The filmmaker Adrienne Shelly helmed this charming small-town rom-com, which, our critic A.O. Scott writes, “blends familiar elements into something both satisfying and surprising.” Keri Russell stars as Jenna, a diner waitress who channels all of her energies and frustrations — from her dull job, her lifeless marriage and her surprise pregnancy — into her intricate and delicious pies. Russell’s offhand warmth is perfectly suited to this complicated character, and Nathan Fillion (“Firefly”) is charming as a local doctor with whom she stumbles into an affair. The film’s quiet whimsy is infused with melancholy — tragically, Shelly was killed between its completion and release. Her biggest success (it even spawned a Broadway musical), “Waitress” is a reminder of a talent taken too soon. (For more indie comedy, stream “The Opposite of Sex.”)
‘Get Shorty’ (1995)
The crime novels of Elmore Leonard had eluded filmmakers for years, until the director Barry Sonnenfeld (“Men in Black”) and the screenwriter Scott Frank cracked the code here. In this “clever Hollywood satire with an enlightened sense of fun,” John Travolta shines as Chili Palmer, a smooth-talking Miami debt collector who finds his skills are particularly valuable in the movie business; Gene Hackman is uproariously funny as the sketchy producer who is first Palmer’s target, and then his partner. (For more comedy, add “The Bad News Bears” or “Death at a Funeral” to your watchlist.)

Listed entries -
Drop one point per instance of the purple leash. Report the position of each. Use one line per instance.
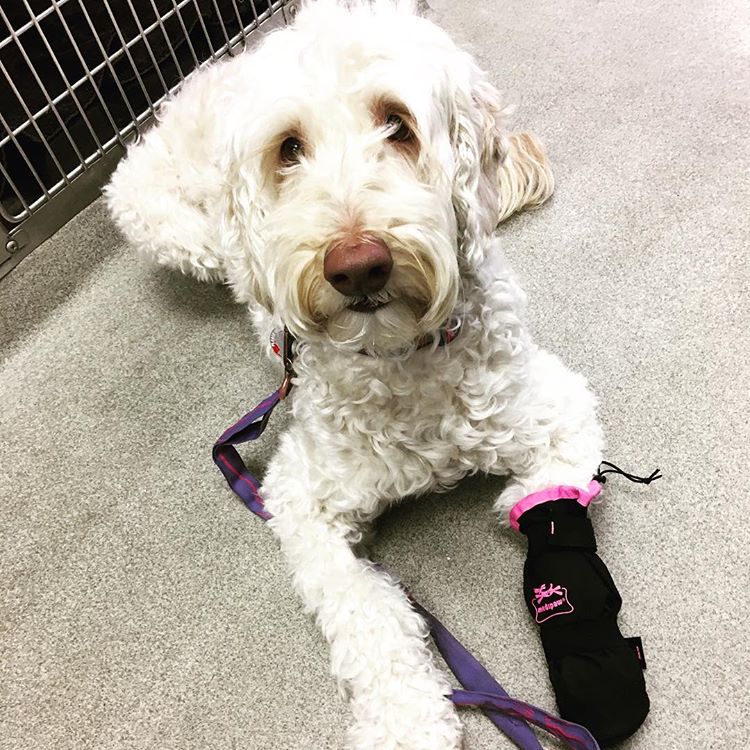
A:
(481, 690)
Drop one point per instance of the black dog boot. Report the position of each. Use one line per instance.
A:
(595, 672)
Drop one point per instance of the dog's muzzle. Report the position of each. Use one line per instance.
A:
(358, 269)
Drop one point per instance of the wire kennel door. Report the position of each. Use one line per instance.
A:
(78, 78)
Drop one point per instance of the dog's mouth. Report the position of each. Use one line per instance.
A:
(367, 305)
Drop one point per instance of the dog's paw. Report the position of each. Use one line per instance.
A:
(405, 717)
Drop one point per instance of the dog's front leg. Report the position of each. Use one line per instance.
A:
(378, 643)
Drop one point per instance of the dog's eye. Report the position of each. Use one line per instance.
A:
(291, 151)
(398, 130)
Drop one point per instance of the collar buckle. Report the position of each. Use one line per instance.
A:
(287, 357)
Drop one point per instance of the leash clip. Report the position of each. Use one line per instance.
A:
(287, 357)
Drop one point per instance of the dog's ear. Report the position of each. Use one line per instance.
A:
(525, 177)
(476, 138)
(165, 194)
(496, 173)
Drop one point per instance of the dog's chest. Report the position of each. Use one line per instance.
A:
(440, 415)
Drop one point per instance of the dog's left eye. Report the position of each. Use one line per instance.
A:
(291, 151)
(398, 130)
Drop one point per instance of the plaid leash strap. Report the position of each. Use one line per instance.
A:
(481, 690)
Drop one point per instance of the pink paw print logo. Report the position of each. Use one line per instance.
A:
(549, 601)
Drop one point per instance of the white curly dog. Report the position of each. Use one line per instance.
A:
(346, 178)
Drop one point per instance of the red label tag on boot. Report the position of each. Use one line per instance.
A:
(550, 600)
(637, 646)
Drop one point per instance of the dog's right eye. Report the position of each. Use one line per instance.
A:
(291, 151)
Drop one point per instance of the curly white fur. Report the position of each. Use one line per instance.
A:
(207, 191)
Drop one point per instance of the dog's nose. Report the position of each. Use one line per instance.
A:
(358, 269)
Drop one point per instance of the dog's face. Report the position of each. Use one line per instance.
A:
(343, 174)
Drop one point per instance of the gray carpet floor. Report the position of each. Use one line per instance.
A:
(142, 605)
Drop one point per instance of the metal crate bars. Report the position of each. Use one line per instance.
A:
(78, 78)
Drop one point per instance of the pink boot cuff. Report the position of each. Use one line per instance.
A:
(562, 492)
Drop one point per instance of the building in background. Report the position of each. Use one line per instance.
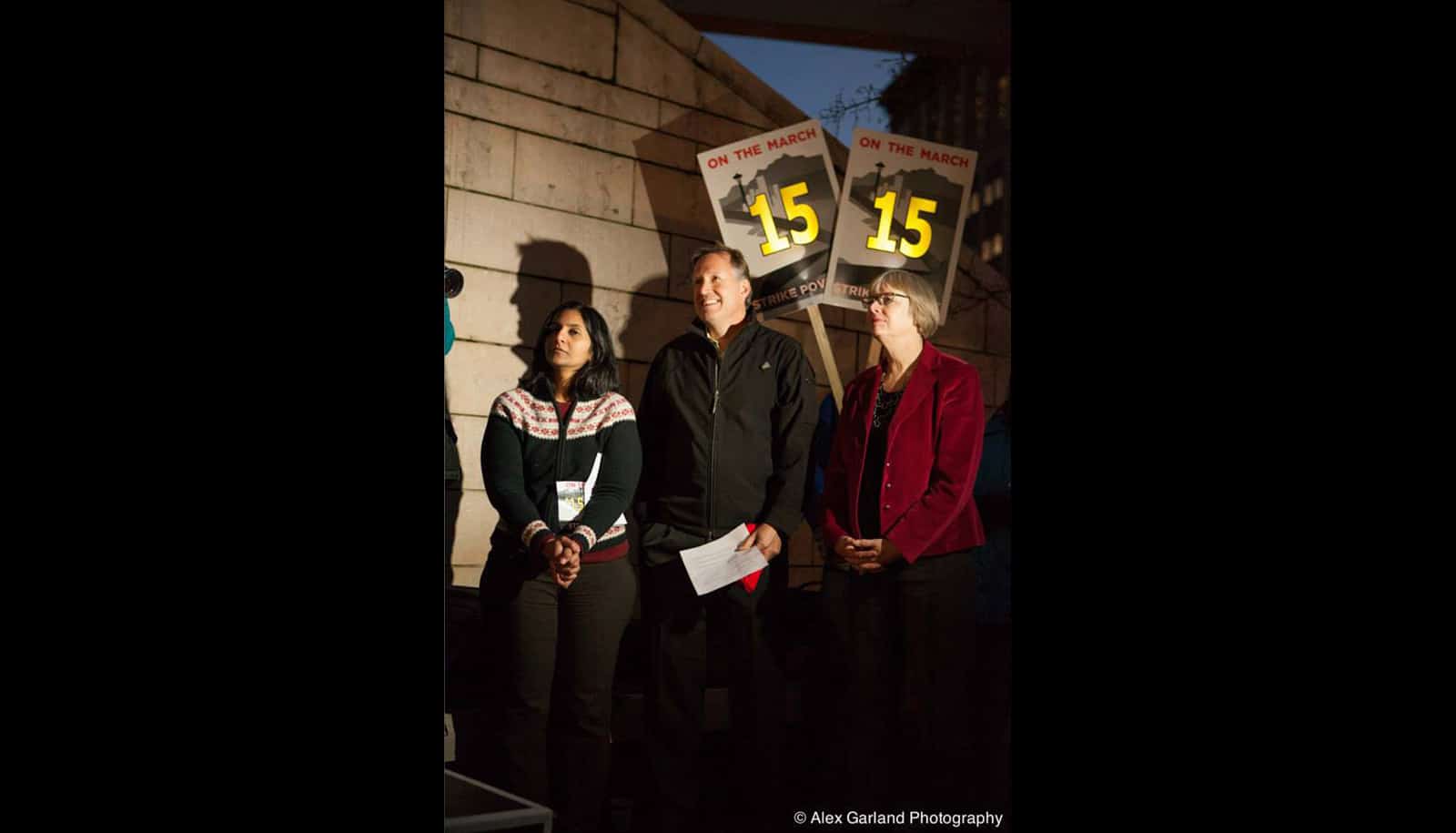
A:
(965, 102)
(571, 130)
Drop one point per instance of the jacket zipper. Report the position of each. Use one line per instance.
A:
(561, 454)
(713, 449)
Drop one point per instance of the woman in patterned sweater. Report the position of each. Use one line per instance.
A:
(561, 461)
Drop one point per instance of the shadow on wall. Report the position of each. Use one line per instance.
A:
(531, 300)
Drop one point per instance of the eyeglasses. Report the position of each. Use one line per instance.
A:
(885, 299)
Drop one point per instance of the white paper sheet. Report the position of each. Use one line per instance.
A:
(715, 564)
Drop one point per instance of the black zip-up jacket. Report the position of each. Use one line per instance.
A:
(725, 442)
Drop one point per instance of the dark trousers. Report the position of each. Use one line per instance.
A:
(568, 638)
(746, 629)
(895, 653)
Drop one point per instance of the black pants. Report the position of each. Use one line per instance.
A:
(895, 653)
(570, 638)
(746, 628)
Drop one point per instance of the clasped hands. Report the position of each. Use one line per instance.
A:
(564, 558)
(866, 554)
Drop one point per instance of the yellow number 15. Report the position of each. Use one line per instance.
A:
(883, 242)
(775, 242)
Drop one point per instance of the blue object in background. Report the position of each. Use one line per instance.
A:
(449, 328)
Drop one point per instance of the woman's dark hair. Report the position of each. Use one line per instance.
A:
(596, 379)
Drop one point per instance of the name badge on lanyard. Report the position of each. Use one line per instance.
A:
(574, 495)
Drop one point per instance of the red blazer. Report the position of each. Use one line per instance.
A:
(932, 453)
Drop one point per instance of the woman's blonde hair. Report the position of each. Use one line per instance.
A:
(925, 308)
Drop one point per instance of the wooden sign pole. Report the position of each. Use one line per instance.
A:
(822, 337)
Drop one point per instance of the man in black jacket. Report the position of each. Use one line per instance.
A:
(727, 420)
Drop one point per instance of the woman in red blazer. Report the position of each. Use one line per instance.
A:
(900, 523)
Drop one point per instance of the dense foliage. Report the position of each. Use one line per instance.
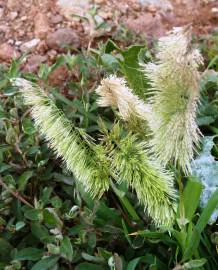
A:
(48, 221)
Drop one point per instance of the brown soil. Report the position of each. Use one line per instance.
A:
(41, 28)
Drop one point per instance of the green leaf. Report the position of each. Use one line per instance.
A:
(28, 127)
(133, 264)
(51, 217)
(205, 168)
(191, 197)
(31, 254)
(109, 61)
(133, 71)
(66, 248)
(194, 264)
(23, 179)
(45, 263)
(33, 214)
(5, 249)
(201, 224)
(89, 266)
(19, 225)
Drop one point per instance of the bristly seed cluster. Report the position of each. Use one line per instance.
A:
(170, 114)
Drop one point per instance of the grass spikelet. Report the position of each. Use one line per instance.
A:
(85, 159)
(114, 91)
(174, 79)
(130, 162)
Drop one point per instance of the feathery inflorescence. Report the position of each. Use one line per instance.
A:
(130, 162)
(114, 91)
(85, 159)
(174, 80)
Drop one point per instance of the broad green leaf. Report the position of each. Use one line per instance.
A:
(23, 179)
(33, 214)
(28, 127)
(191, 197)
(194, 264)
(133, 264)
(52, 218)
(31, 254)
(201, 224)
(19, 225)
(5, 249)
(109, 61)
(89, 266)
(66, 248)
(205, 168)
(94, 259)
(45, 263)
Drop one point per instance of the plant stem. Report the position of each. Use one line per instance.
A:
(15, 193)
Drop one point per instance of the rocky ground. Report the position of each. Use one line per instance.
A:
(45, 28)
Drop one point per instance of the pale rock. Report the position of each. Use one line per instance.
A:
(146, 24)
(69, 7)
(61, 38)
(1, 12)
(13, 4)
(56, 19)
(13, 15)
(29, 45)
(33, 62)
(41, 26)
(7, 52)
(164, 5)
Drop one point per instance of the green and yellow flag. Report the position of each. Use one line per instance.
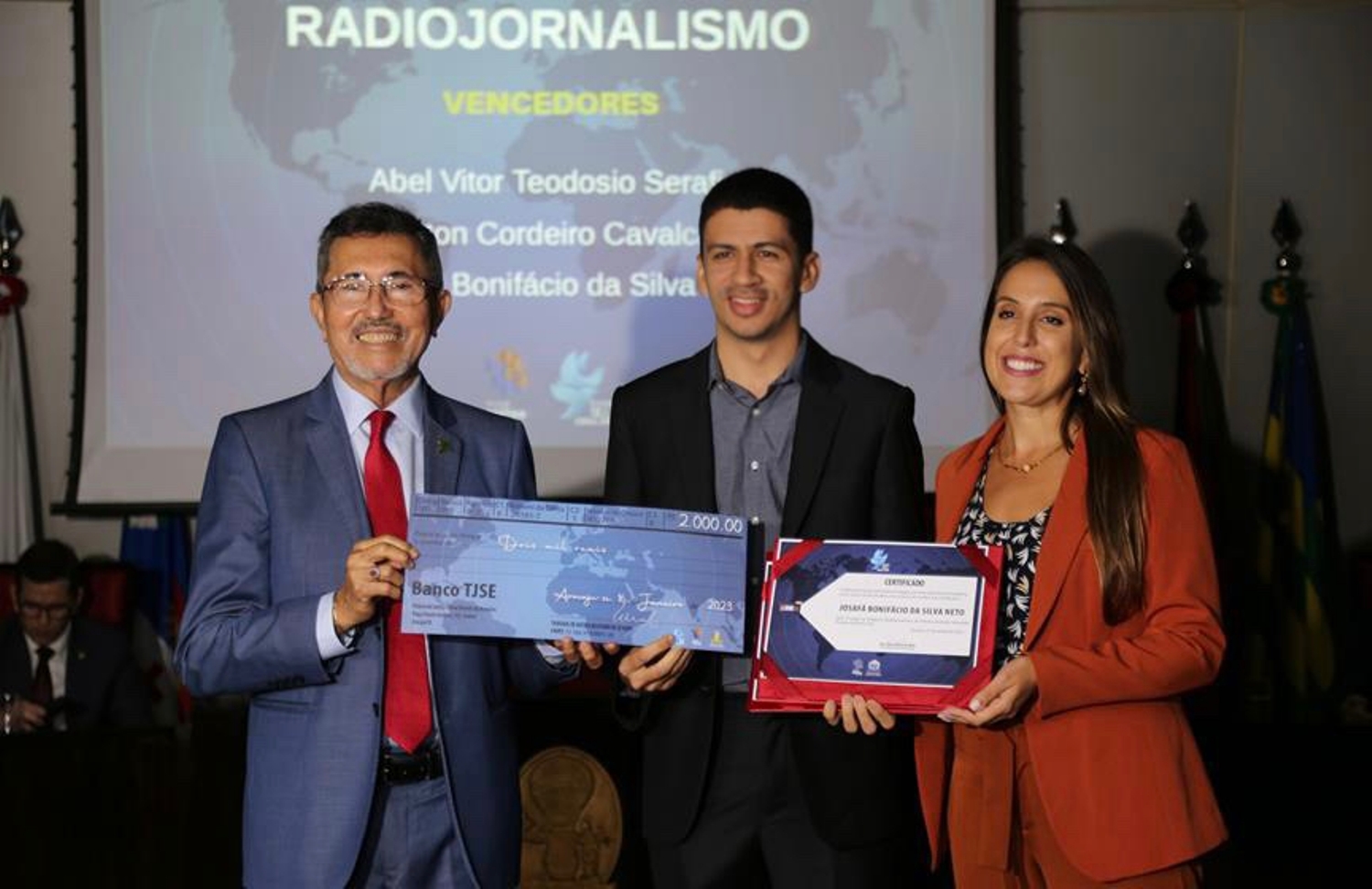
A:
(1297, 543)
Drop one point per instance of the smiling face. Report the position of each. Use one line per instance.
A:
(751, 271)
(1032, 351)
(376, 346)
(46, 609)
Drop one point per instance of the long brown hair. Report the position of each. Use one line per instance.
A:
(1114, 468)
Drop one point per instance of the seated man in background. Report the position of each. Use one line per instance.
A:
(60, 671)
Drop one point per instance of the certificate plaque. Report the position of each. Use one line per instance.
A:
(542, 570)
(907, 625)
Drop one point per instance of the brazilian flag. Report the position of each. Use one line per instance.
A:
(1297, 542)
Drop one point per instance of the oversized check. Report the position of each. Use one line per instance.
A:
(541, 570)
(908, 625)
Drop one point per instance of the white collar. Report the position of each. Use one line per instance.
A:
(357, 408)
(59, 645)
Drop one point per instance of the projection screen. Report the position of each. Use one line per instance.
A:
(560, 153)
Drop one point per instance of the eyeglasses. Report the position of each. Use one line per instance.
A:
(52, 612)
(398, 290)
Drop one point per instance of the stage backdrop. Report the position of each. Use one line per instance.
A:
(560, 153)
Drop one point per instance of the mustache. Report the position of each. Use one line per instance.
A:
(378, 327)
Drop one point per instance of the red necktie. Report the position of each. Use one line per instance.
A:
(408, 715)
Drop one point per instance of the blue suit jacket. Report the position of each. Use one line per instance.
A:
(280, 510)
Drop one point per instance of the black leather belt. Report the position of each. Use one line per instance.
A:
(400, 767)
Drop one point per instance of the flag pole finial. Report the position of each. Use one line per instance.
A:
(1191, 285)
(1191, 232)
(1062, 230)
(10, 235)
(1286, 232)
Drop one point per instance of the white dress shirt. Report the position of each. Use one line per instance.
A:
(57, 669)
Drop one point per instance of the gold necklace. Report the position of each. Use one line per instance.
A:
(1024, 468)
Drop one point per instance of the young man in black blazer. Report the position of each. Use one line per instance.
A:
(58, 669)
(767, 424)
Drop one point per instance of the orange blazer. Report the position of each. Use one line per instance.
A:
(1117, 767)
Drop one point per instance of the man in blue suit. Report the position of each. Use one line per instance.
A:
(375, 757)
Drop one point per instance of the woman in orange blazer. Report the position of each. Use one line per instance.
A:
(1075, 765)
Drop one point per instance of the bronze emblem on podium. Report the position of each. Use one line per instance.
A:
(573, 822)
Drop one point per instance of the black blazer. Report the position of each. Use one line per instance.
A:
(856, 472)
(103, 685)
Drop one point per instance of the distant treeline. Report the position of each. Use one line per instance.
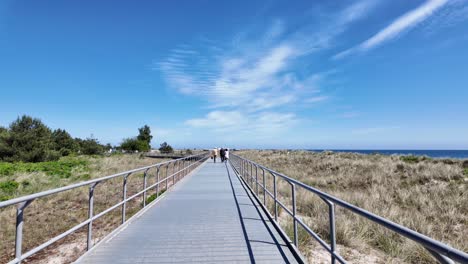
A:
(27, 139)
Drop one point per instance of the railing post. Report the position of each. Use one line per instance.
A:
(89, 241)
(144, 187)
(157, 182)
(19, 229)
(275, 195)
(124, 197)
(167, 174)
(264, 188)
(174, 173)
(251, 175)
(332, 230)
(256, 177)
(293, 192)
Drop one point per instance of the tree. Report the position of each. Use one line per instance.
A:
(145, 136)
(64, 143)
(133, 144)
(165, 148)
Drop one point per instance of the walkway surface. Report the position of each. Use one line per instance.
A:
(208, 217)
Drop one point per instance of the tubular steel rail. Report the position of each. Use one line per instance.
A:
(183, 165)
(249, 172)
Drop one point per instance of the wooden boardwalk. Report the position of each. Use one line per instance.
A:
(208, 217)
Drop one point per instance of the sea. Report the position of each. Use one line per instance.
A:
(456, 154)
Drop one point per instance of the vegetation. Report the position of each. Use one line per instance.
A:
(67, 209)
(153, 196)
(429, 196)
(141, 143)
(166, 148)
(27, 139)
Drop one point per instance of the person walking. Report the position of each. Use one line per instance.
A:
(214, 154)
(222, 154)
(226, 154)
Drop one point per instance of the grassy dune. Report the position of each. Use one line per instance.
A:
(49, 216)
(427, 195)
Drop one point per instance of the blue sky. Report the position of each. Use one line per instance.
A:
(364, 74)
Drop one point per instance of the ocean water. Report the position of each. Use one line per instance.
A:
(458, 154)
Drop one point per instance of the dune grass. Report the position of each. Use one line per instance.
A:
(424, 194)
(49, 216)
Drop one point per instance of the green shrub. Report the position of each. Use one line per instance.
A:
(5, 197)
(9, 187)
(410, 159)
(62, 168)
(6, 168)
(134, 144)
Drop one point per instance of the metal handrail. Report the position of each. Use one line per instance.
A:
(184, 166)
(244, 167)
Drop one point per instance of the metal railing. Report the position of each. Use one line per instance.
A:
(180, 168)
(249, 172)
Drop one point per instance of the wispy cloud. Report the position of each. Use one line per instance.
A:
(397, 27)
(316, 99)
(373, 130)
(255, 77)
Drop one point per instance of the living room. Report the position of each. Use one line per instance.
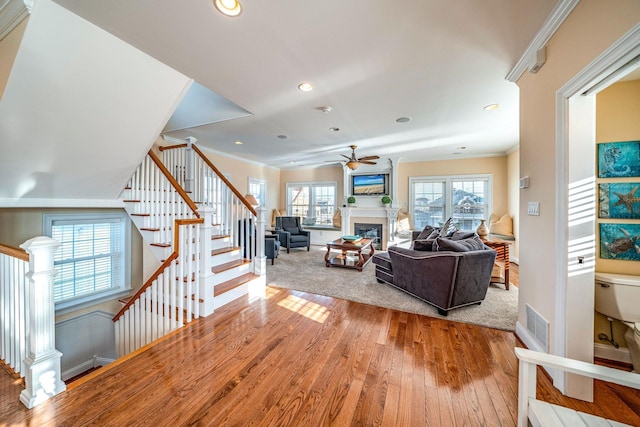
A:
(535, 157)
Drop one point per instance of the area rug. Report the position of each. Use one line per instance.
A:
(306, 271)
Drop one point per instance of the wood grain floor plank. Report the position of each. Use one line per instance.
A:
(293, 358)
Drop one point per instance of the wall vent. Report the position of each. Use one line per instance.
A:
(538, 327)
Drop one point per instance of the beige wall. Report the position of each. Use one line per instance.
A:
(239, 172)
(8, 51)
(497, 166)
(20, 224)
(617, 119)
(513, 199)
(590, 29)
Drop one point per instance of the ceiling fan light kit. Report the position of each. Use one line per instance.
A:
(354, 163)
(228, 7)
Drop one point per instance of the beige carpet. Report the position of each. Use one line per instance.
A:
(305, 271)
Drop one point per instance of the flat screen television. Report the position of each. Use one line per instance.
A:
(370, 184)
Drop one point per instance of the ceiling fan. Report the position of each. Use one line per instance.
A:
(353, 162)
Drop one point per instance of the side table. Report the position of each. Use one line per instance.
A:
(502, 249)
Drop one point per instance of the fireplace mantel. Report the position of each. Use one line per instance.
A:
(375, 215)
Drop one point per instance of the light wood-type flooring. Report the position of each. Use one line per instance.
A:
(299, 359)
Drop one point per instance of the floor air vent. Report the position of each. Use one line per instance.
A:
(538, 327)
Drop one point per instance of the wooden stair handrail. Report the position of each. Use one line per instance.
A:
(14, 252)
(165, 264)
(215, 169)
(174, 183)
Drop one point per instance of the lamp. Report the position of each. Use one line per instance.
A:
(250, 198)
(353, 165)
(228, 7)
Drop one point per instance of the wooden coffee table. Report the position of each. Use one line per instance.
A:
(356, 260)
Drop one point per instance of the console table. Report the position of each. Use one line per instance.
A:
(345, 247)
(502, 249)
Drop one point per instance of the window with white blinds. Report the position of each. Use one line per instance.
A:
(92, 260)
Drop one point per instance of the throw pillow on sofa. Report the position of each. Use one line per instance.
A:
(465, 245)
(426, 244)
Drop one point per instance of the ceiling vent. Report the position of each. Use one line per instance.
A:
(541, 58)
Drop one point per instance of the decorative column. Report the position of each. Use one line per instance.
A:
(42, 364)
(206, 275)
(260, 259)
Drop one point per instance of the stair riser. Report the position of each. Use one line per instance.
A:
(225, 257)
(231, 273)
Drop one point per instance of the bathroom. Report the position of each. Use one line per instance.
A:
(618, 109)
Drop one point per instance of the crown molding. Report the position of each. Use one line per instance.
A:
(12, 12)
(557, 17)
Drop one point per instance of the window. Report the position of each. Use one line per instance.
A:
(258, 188)
(312, 200)
(92, 262)
(466, 198)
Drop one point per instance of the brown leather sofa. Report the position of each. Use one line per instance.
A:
(445, 279)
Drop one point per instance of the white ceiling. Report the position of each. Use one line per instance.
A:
(437, 62)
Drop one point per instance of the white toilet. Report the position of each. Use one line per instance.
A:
(618, 297)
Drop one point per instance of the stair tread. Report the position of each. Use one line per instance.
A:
(233, 283)
(224, 250)
(217, 269)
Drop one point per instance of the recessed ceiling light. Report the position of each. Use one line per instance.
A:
(228, 7)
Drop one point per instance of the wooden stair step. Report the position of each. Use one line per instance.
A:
(217, 269)
(224, 250)
(233, 283)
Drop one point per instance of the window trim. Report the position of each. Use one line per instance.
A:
(311, 184)
(80, 302)
(447, 179)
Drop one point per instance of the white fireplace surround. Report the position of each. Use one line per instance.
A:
(371, 215)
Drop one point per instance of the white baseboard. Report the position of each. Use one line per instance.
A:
(609, 352)
(85, 366)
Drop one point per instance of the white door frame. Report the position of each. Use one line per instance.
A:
(618, 54)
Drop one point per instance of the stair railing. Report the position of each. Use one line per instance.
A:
(231, 213)
(169, 299)
(27, 316)
(171, 296)
(14, 307)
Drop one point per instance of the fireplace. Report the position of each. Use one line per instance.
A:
(369, 231)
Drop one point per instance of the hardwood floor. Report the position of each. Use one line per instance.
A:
(293, 358)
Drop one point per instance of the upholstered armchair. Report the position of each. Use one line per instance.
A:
(271, 246)
(291, 233)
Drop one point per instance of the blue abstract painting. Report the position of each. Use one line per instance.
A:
(619, 159)
(619, 200)
(620, 241)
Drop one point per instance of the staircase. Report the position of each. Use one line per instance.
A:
(205, 259)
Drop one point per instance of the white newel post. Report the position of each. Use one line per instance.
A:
(42, 364)
(261, 259)
(207, 282)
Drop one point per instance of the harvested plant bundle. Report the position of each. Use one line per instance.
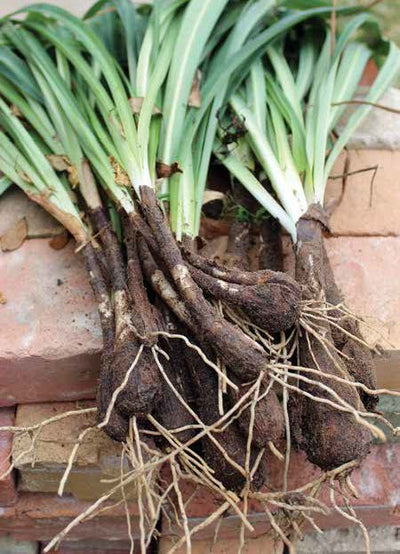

Prompt A - Based on the film reviews, decide whether each statement agrees with the text. Answer yes or no, and quote the words that decide it. (i) Adrienne Shelly died before "Waitress" was released. (ii) In "Waitress," Nathan Fillion plays a cook at the diner. (iii) The director of "Get Shorty" also made "Men in Black."
Prompt B - Duplicate the part of the film reviews between "The crime novels" and "to your watchlist.)", inclusive.
Prompt C - Go on with the film reviews, picking up after their last sentence.

Exercise result A -
(i) Yes: "Shelly was killed between its completion and release."
(ii) No: "Nathan Fillion (“Firefly”) is charming as a local doctor with whom she stumbles into an affair."
(iii) Yes: "the director Barry Sonnenfeld (“Men in Black”)"

Exercise result B -
The crime novels of Elmore Leonard had eluded filmmakers for years, until the director Barry Sonnenfeld (“Men in Black”) and the screenwriter Scott Frank cracked the code here. In this “clever Hollywood satire with an enlightened sense of fun,” John Travolta shines as Chili Palmer, a smooth-talking Miami debt collector who finds his skills are particularly valuable in the movie business; Gene Hackman is uproariously funny as the sketchy producer who is first Palmer’s target, and then his partner. (For more comedy, add “The Bad News Bears” or “Death at a Funeral” to your watchlist.)

Exercise result C -
‘Crazy Heart’ (2009)
Jeff Bridges won a long-overdue Academy Award for best actor in this adaptation of Thomas Cobb’s novel from the writer and director Scott Cooper. Bridges stars as “Bad” Blake, an alcoholic country singer-songwriter whose best days seem to be behind him. He falls hard for a younger music journalist (Maggie Gyllenhaal), and starts to think he might be able to turn his career, and his life, around. A.O. Scott called this “a small movie perfectly scaled to the big performance at its center.” (For more character-driven drama, try “127 Hours.”)
Few film actors have enjoyed a send-off as affectionate as Harry Dean Stanton, the inimitable and prolific character actor whose penultimate film role was also one of his few leads. He plays Lucky, a firecracker and curmudgeon who knows his end is near, but isn’t going out quietly. The director John Carroll Lynch is a distinguished character actor himself — he played Frances McDormand’s husband in “Fargo” and the lead suspect in “Zodiac” — and he handles his leading man with affection and respect. Our critic called it an “accumulation of spot-on performances and long-familiar faces.” (Indie drama fans can also stream “The Indian Runner” and “Beasts of the Southern Wild.”)
‘A Funny Thing Happened on the Way to the Forum’ (1966)
The actor Zero Mostel is an absolute gas in this leading role of this “leering clown of a movie,” adapted from the Broadway smash with energy and verve by the director Richard Lester (“A Hard Day’s Night”). Mostel stars as Pseudolus, a fast-talking and faster-thinking slave in ancient Rome who cooks up a plot to win his freedom, with uproarious complications blocking his path at every turn. Lester keeps things moving at a healthy clip, smoothly weaving in slapstick set pieces and songs from the great Stephen Sondheim. Keep an eye out for Buster Keaton in his final feature film role. (If you love classic musicals, add “Funny Girl” and “How to Succeed in Business Without Really Trying” to your watch list.)
‘The Red Shoes’ (1948)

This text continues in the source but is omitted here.